┌──
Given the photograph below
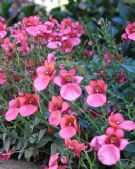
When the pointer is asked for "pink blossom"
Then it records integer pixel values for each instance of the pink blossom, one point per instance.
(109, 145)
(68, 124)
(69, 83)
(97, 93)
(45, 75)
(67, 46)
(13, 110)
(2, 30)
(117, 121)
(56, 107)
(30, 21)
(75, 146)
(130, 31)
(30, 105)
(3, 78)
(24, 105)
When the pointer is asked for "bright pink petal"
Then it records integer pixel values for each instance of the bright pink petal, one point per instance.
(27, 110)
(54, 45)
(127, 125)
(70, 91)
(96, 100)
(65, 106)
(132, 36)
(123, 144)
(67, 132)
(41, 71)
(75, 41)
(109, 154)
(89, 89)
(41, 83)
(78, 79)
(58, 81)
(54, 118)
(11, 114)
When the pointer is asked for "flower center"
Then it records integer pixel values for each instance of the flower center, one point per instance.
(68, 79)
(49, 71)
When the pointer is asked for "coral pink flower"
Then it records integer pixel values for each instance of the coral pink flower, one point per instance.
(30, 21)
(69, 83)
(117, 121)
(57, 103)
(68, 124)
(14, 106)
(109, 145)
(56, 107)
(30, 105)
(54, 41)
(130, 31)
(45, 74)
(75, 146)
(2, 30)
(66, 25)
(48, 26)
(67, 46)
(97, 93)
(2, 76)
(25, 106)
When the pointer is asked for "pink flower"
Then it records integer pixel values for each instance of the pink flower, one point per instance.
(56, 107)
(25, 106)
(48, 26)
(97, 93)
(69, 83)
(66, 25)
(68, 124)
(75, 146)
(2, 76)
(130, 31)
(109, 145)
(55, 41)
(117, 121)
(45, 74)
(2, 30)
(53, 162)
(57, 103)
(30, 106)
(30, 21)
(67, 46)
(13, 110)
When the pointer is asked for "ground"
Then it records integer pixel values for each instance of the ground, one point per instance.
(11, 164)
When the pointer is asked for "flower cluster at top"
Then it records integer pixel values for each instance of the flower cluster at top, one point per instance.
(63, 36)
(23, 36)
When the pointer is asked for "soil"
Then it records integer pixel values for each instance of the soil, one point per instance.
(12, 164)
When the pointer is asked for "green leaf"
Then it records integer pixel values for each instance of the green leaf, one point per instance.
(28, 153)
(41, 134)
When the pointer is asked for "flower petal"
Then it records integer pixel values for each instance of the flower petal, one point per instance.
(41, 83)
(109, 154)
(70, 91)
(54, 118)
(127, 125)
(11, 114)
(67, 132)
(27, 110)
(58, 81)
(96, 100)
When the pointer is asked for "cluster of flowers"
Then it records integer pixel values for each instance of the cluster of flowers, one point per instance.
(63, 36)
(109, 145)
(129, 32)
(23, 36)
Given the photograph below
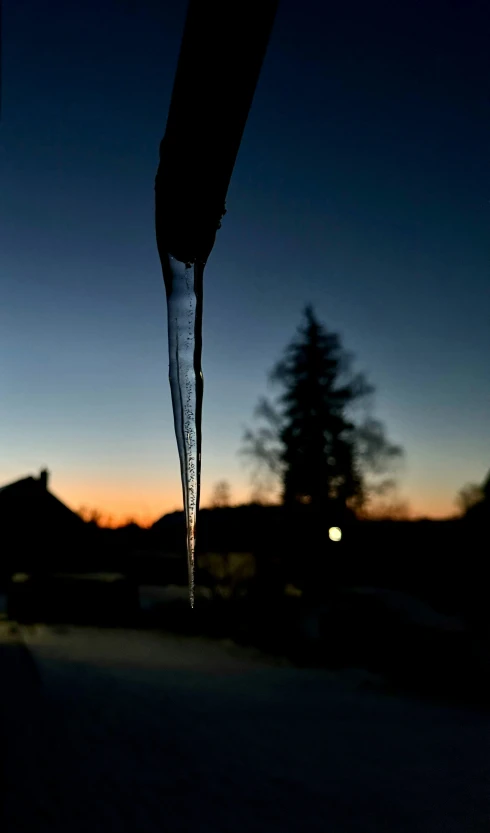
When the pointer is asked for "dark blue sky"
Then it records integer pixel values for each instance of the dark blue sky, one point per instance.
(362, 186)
└──
:: Problem details ::
Count every line of the records above in which the string "When" appears. The number alone is to be given.

:: Task result ::
12